■ **INFORMATION SHOWN**:
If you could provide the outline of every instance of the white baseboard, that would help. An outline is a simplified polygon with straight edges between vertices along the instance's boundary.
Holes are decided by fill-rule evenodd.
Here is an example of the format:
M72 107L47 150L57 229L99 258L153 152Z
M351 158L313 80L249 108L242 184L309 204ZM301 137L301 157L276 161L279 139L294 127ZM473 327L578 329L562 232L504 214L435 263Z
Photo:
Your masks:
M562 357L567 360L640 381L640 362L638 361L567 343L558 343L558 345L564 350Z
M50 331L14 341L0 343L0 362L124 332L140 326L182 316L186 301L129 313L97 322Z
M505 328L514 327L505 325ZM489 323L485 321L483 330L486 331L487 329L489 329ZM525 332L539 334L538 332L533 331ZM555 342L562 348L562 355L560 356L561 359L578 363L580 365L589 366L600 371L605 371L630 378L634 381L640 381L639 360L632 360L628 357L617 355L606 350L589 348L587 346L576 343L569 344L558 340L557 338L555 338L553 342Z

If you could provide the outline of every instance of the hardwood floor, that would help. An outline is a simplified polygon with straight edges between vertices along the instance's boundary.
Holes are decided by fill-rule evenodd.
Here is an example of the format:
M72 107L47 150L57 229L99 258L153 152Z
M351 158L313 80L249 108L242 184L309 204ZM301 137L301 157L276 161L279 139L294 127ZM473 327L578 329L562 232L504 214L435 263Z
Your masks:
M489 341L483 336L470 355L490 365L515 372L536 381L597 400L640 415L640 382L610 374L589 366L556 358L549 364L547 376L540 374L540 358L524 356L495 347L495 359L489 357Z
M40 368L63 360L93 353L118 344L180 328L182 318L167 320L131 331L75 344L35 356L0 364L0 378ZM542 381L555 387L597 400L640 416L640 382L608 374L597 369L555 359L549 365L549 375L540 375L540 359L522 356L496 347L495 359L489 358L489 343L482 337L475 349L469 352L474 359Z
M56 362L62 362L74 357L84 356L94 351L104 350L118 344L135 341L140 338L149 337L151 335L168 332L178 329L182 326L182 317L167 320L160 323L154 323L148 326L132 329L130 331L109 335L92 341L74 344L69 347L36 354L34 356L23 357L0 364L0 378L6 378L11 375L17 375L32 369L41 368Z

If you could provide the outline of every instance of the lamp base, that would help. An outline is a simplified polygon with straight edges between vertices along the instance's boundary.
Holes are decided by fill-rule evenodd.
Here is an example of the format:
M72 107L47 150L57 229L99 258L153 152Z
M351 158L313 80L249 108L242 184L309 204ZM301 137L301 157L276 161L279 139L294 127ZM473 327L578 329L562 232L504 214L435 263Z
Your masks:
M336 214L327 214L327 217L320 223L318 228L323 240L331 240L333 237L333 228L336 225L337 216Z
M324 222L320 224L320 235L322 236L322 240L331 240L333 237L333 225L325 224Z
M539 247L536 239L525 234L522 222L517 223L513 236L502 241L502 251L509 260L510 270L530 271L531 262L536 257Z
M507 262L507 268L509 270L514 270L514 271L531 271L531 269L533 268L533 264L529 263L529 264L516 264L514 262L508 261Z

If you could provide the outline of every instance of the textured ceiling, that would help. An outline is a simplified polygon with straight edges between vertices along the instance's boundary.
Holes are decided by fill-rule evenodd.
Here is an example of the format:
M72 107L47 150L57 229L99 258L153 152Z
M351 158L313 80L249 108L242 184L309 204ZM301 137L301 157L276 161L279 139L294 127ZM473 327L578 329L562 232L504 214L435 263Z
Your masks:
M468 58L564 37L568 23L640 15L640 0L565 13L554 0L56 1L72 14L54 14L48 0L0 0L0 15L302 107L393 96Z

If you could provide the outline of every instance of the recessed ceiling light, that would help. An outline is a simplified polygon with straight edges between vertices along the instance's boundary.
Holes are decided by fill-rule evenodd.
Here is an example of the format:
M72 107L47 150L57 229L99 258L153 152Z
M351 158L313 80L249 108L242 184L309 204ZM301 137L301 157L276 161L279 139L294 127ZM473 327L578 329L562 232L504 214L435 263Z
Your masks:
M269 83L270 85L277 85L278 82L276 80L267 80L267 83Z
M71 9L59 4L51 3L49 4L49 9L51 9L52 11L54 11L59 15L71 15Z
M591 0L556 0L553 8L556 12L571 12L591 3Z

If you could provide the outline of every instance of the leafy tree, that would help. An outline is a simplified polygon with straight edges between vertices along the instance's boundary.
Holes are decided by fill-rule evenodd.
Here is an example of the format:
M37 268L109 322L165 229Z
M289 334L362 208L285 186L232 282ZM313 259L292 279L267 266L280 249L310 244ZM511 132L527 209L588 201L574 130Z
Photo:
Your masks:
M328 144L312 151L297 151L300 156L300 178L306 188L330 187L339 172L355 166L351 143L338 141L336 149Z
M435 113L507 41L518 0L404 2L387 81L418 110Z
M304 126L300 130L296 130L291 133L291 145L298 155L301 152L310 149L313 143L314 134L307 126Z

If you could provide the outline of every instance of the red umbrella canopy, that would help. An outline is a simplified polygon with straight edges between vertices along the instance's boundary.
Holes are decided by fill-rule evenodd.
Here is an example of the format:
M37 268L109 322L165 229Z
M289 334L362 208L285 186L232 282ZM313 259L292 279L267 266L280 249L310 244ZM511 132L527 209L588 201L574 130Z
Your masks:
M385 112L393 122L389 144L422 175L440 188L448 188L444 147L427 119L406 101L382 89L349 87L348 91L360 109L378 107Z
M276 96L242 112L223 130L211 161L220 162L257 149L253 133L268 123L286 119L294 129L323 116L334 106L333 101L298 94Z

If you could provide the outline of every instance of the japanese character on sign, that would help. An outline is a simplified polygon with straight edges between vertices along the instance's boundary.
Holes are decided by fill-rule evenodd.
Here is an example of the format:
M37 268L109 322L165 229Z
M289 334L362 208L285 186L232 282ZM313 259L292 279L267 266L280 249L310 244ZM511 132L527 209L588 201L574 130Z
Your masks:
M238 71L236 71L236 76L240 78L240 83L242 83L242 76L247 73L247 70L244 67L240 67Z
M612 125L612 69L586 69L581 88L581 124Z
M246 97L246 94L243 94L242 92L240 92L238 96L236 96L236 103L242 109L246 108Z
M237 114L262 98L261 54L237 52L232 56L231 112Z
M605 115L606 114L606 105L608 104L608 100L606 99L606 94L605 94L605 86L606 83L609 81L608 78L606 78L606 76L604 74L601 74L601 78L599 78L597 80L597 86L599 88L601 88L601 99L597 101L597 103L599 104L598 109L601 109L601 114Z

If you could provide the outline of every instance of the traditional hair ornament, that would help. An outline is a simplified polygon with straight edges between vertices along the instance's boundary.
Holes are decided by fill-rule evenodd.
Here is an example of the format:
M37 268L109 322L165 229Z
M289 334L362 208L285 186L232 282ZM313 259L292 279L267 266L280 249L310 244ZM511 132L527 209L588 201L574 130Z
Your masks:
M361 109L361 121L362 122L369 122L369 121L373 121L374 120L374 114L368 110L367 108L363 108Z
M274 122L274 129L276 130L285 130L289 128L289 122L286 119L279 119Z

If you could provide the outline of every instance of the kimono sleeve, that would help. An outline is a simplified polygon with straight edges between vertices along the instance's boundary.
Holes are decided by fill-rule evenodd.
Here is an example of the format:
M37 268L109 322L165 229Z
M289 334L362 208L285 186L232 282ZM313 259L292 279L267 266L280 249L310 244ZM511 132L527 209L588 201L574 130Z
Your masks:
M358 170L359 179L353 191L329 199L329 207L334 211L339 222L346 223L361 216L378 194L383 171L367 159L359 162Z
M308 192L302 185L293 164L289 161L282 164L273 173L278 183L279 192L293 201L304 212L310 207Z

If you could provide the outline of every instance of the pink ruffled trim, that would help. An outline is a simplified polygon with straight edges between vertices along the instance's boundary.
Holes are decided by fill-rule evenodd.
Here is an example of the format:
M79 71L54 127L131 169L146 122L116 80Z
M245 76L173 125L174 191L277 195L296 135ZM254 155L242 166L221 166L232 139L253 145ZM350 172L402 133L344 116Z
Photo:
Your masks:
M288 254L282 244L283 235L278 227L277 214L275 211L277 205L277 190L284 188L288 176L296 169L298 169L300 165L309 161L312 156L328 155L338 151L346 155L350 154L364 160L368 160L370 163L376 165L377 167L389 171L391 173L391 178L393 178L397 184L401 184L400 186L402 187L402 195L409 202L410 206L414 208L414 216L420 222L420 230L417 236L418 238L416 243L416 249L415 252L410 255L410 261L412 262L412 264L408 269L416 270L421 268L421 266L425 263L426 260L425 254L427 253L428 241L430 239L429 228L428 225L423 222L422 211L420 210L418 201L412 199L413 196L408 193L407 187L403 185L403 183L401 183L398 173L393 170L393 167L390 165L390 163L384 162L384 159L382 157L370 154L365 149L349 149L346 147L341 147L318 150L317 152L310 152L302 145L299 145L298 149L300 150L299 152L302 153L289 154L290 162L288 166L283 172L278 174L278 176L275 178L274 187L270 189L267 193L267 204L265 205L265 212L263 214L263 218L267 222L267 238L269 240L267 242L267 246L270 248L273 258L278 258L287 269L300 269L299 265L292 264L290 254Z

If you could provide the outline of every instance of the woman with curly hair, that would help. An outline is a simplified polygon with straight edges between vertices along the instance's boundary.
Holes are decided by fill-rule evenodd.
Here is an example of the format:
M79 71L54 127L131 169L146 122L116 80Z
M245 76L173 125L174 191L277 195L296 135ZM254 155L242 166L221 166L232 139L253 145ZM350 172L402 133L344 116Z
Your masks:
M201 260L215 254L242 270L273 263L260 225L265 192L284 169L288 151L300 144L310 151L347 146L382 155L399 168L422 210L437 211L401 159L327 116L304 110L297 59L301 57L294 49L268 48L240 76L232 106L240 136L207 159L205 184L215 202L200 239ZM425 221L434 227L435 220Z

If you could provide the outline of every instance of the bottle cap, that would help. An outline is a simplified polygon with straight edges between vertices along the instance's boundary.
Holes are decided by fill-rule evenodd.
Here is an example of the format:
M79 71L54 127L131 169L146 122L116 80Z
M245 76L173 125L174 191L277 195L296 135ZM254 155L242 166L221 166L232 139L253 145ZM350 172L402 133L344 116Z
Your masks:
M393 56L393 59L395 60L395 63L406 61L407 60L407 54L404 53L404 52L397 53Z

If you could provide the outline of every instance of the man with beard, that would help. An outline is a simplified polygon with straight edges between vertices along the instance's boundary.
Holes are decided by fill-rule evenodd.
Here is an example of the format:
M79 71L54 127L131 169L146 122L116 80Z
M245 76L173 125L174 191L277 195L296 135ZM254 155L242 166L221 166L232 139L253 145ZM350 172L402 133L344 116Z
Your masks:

■ **EXERCISE**:
If the word "ceiling" appears in a line above, copy that line.

■ **EXERCISE ANSWER**:
If you could provide the outline of every instance of the textured ceiling, that would help. An outline is a simplified polygon with straight edges between vertices along the instance's boundary.
If you could provide the outline of every instance of the recessed ceiling light, that would help. An outline is a simplified polygon with straight edges between vertices along the instance's boundary.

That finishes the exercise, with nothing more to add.